* [TASK OBJECTIVE]: Copy out the material between the lines holding "For compliance review, please locate the virginia" and "[797,411,883,449]", inclusive, with every line kept, requests too. Raise each bounding-box coordinate by 21.

* [GIVEN RECORDS]:
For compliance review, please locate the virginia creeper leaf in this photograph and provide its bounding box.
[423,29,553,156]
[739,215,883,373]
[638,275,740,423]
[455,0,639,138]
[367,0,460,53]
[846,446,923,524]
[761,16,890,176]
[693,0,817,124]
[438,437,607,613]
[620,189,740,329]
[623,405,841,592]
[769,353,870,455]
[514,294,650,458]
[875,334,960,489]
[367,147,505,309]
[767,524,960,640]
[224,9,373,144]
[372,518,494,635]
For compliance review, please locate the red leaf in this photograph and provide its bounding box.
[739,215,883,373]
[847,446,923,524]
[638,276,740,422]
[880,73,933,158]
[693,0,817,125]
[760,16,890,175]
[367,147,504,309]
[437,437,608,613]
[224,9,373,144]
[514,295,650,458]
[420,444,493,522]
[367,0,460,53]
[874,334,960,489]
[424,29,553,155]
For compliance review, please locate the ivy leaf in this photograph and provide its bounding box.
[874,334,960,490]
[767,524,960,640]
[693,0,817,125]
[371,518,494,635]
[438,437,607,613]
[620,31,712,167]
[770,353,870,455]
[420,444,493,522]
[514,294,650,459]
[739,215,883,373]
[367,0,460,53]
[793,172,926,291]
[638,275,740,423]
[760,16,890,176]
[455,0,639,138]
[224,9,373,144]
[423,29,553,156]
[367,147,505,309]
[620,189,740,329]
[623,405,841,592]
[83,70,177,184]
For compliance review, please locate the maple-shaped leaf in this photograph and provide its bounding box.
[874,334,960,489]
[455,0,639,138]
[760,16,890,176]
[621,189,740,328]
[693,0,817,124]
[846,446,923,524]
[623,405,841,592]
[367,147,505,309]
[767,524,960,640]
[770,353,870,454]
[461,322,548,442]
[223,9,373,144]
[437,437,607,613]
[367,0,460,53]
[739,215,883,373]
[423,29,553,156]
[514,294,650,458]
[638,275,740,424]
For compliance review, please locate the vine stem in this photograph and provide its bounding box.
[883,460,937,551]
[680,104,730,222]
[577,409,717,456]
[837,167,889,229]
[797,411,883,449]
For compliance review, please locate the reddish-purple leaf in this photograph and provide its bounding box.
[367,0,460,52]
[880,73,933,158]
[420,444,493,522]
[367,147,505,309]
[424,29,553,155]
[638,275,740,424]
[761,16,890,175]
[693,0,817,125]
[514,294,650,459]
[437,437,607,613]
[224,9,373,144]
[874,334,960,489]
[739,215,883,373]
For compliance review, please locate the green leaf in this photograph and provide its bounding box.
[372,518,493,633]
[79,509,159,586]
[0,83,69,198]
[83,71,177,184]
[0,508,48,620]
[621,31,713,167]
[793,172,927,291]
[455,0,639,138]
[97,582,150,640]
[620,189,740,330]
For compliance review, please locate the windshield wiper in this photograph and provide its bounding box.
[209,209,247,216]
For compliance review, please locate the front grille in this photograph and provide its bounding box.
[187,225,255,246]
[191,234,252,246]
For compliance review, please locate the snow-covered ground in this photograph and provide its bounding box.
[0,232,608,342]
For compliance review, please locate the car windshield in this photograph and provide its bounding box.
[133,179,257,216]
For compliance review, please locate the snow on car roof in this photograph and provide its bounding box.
* * *
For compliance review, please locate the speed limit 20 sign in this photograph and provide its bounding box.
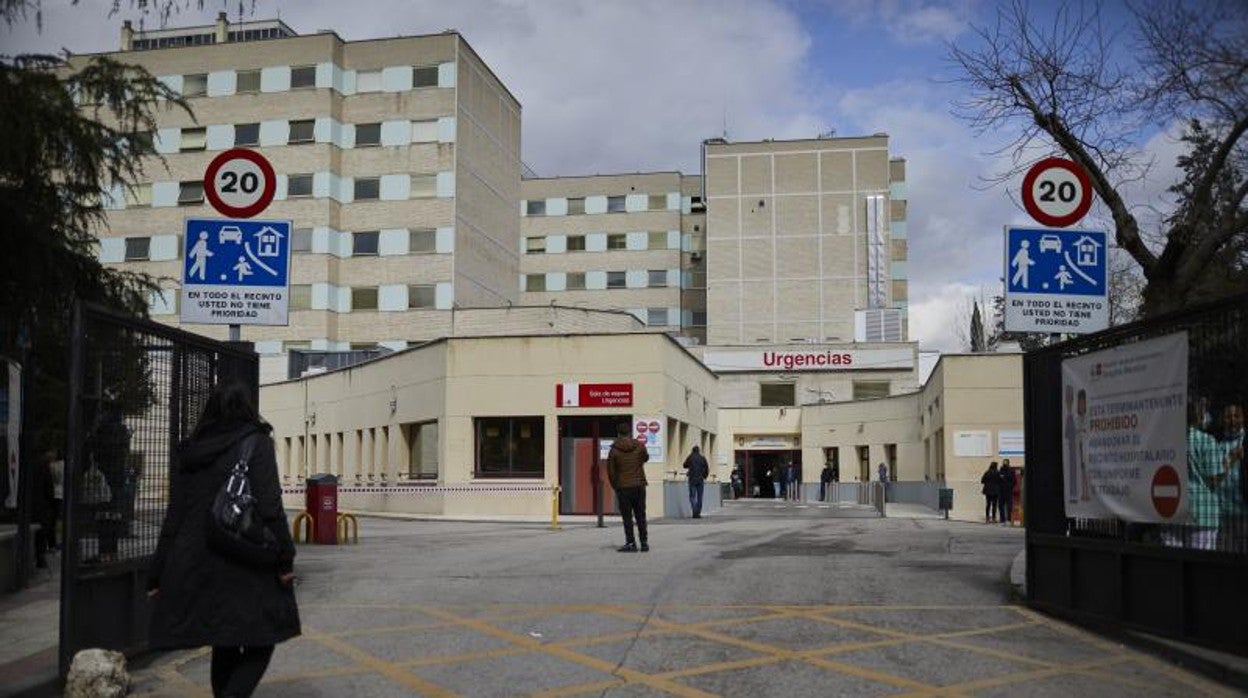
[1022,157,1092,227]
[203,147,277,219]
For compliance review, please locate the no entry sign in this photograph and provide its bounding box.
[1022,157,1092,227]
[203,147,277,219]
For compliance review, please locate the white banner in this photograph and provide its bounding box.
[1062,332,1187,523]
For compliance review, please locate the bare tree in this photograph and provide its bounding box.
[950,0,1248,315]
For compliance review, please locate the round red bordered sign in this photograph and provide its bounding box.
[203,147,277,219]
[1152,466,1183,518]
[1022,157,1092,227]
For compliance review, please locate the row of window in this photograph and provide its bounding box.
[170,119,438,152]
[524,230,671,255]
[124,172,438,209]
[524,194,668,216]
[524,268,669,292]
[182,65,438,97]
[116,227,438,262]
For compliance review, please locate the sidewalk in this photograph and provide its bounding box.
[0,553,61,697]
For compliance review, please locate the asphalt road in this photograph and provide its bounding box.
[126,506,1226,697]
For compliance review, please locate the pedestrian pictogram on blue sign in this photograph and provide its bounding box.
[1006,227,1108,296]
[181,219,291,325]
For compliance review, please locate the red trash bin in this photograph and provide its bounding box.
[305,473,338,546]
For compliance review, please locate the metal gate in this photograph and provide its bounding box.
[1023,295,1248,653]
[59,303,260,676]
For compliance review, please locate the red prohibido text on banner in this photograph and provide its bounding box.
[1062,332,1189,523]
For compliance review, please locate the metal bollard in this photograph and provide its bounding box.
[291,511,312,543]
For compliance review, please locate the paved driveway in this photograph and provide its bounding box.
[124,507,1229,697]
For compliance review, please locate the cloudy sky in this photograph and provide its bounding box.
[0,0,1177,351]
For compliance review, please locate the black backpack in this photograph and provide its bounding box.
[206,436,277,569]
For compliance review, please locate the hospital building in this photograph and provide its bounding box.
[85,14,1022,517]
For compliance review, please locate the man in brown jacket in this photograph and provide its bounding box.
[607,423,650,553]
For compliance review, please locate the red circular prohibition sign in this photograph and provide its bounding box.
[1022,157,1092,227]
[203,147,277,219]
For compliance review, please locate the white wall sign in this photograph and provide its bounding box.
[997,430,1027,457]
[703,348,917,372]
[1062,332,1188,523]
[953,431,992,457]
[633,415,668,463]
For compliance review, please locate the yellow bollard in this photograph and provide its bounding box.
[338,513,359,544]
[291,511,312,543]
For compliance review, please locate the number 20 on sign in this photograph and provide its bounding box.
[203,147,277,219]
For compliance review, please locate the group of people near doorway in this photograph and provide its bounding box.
---
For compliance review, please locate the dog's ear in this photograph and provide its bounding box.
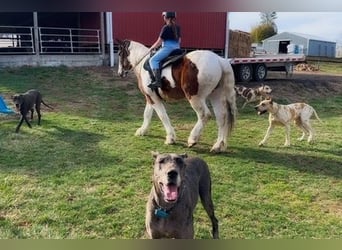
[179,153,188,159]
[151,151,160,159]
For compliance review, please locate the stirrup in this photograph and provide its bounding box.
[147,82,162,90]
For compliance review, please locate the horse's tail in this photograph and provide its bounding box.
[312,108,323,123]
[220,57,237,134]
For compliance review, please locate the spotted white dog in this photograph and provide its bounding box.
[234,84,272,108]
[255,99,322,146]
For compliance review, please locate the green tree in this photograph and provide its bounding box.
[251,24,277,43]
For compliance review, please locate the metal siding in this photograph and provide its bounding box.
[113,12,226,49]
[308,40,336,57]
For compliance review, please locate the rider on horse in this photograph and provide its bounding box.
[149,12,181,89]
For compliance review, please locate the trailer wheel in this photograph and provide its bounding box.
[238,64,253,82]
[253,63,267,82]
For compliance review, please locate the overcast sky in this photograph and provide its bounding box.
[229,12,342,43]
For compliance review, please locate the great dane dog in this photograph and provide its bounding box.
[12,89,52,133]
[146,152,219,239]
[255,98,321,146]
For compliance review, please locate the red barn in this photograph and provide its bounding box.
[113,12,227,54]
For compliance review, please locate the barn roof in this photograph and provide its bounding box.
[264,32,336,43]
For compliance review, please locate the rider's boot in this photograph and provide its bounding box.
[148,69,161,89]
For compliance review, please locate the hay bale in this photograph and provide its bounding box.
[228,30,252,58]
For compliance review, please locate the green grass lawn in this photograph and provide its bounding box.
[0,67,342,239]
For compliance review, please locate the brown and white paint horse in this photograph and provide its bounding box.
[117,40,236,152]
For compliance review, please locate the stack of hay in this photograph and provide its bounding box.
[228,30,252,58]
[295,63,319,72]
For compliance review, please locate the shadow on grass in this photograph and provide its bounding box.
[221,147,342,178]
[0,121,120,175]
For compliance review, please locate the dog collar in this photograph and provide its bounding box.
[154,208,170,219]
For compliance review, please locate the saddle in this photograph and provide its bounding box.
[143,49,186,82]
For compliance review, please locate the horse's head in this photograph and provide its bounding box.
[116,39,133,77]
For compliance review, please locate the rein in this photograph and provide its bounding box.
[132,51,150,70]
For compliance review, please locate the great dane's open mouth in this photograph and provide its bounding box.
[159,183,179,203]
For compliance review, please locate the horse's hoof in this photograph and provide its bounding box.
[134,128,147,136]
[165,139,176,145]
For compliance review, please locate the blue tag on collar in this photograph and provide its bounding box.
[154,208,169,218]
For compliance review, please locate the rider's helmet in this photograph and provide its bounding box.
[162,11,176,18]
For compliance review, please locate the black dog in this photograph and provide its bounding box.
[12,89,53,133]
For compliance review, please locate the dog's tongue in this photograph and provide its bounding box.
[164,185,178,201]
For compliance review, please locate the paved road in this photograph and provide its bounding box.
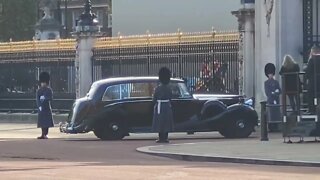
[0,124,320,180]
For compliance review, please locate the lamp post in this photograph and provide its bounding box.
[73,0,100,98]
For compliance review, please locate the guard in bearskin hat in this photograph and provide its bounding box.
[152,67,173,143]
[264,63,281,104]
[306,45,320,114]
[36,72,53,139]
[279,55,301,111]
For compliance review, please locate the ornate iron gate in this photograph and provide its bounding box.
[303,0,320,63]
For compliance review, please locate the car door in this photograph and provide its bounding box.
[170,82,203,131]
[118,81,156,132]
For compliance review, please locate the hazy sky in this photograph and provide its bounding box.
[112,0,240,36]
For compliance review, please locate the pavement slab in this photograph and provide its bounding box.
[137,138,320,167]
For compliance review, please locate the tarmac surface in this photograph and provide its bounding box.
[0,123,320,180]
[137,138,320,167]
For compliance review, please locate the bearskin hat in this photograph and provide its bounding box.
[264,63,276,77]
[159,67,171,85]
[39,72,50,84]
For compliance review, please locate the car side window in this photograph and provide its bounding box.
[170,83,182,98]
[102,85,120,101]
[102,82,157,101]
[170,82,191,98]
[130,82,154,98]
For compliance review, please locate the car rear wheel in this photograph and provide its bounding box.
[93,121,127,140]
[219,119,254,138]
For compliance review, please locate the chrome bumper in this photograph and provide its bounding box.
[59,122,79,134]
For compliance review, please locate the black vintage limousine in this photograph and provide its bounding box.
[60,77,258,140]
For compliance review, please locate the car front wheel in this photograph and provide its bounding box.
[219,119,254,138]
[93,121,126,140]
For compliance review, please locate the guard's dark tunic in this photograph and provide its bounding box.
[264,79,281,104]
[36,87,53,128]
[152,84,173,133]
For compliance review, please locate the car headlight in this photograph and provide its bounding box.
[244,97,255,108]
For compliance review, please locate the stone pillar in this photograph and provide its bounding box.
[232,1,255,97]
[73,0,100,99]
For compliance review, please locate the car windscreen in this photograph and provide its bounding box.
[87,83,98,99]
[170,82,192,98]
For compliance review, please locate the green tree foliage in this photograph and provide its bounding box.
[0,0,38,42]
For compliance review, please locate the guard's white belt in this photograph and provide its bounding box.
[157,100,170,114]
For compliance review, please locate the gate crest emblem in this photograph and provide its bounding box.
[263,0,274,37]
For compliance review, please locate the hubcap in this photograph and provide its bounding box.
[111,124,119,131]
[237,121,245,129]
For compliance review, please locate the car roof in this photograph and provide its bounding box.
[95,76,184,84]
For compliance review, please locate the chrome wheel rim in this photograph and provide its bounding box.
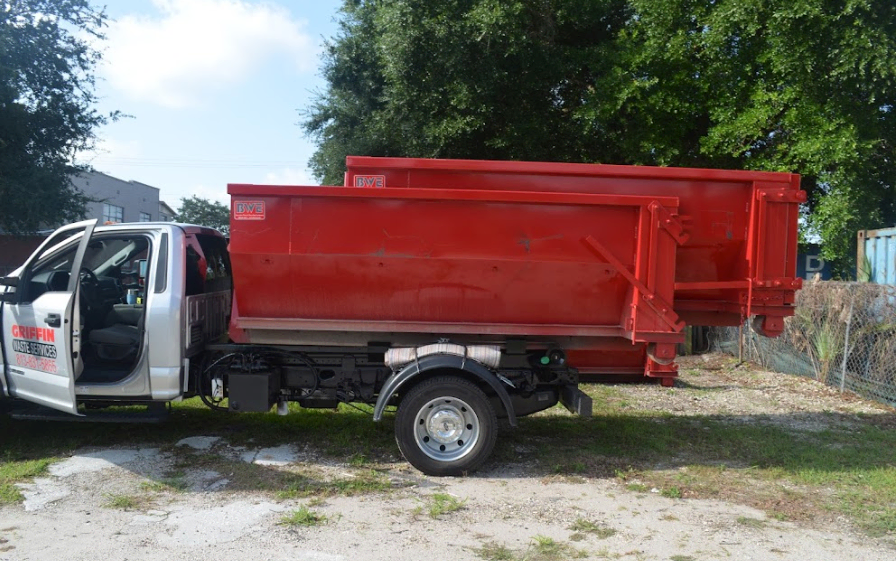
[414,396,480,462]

* [PROBLEM SOLUTION]:
For compliance review, please locate the virginia creeper leaf in this photograph and provide its bounding box.
[444,50,574,177]
[760,236,904,394]
[659,296,761,444]
[476,21,660,159]
[388,21,481,74]
[867,467,944,545]
[782,37,911,197]
[714,21,838,145]
[459,458,628,634]
[641,210,761,350]
[644,426,862,613]
[790,374,891,476]
[535,315,671,479]
[896,355,981,510]
[388,168,526,330]
[788,545,981,661]
[245,30,394,165]
[393,539,515,656]
For compliance review, please locate the red leaf in this photograph and provide its bounding box.
[760,236,904,394]
[868,467,944,545]
[659,297,761,443]
[901,94,954,179]
[714,21,838,146]
[781,37,911,196]
[388,168,525,330]
[458,458,629,634]
[245,30,394,165]
[535,316,671,479]
[441,465,514,543]
[388,21,481,74]
[895,355,981,510]
[445,50,574,176]
For compliance review, please locate the ivy leaf in this photograph and provide its bounding box.
[895,355,981,511]
[788,545,981,661]
[714,21,838,146]
[392,539,515,656]
[459,458,628,634]
[641,52,733,188]
[791,374,891,476]
[441,465,514,543]
[535,315,671,480]
[760,236,904,394]
[388,21,481,74]
[814,193,947,312]
[659,296,761,444]
[781,37,911,197]
[476,21,660,159]
[245,30,394,165]
[444,50,574,177]
[388,168,526,330]
[641,210,761,350]
[644,426,862,613]
[104,91,198,205]
For compliance review, please locate the maple-shaped leaf in this photograph and provide its bounding box.
[895,355,981,510]
[476,21,660,159]
[781,37,911,197]
[642,210,761,349]
[714,21,838,145]
[867,467,944,545]
[644,426,862,613]
[388,168,526,330]
[788,545,981,661]
[791,374,891,475]
[482,343,569,463]
[244,30,394,165]
[458,458,628,634]
[388,21,481,74]
[760,236,904,394]
[444,50,574,177]
[535,315,671,479]
[659,296,761,445]
For compliance review, please locate the vine stem in this photograph and provide its bounding box.
[904,481,958,572]
[701,125,751,243]
[598,430,738,477]
[858,188,910,250]
[818,432,904,470]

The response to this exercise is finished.